======== Material to process ========

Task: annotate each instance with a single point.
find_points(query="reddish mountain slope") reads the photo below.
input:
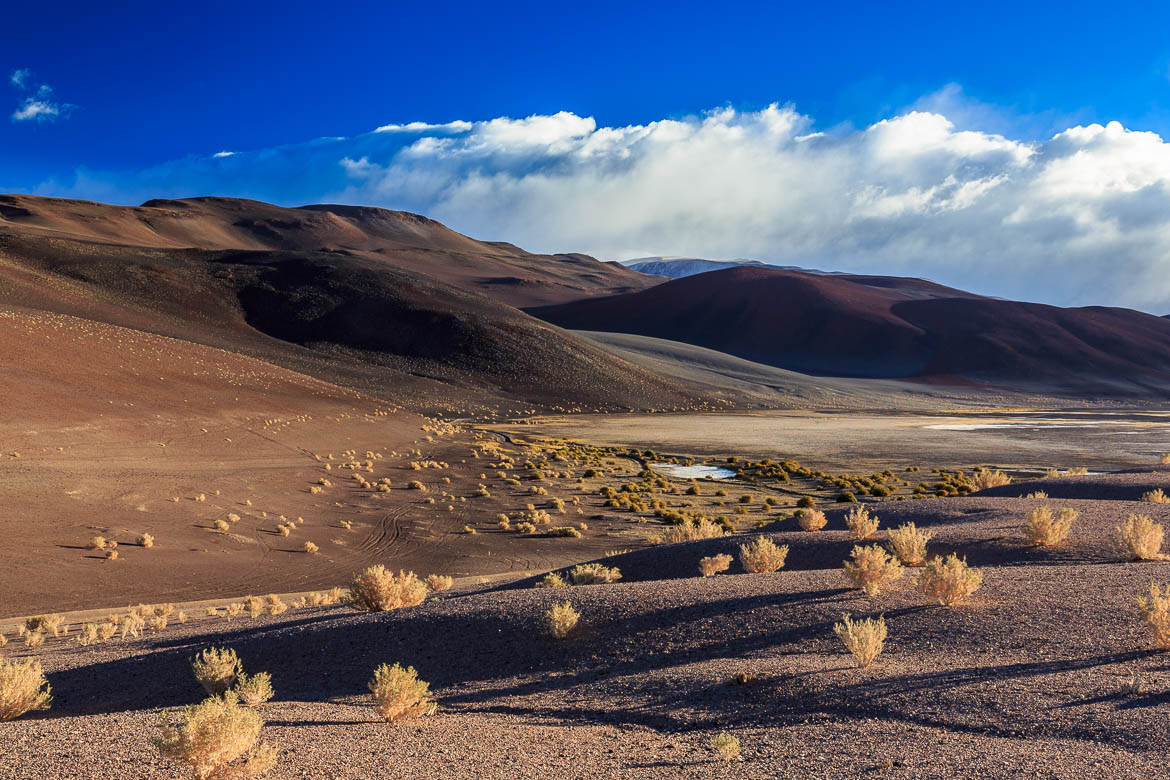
(895, 328)
(399, 239)
(348, 318)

========

## Goal of the exercise
Copy all of the data above line for line, leaving the pictures out.

## Response below
Task: annotate each instance with a single point.
find_points(query="reddish mountain slope") reads the photo below.
input:
(895, 328)
(399, 239)
(348, 318)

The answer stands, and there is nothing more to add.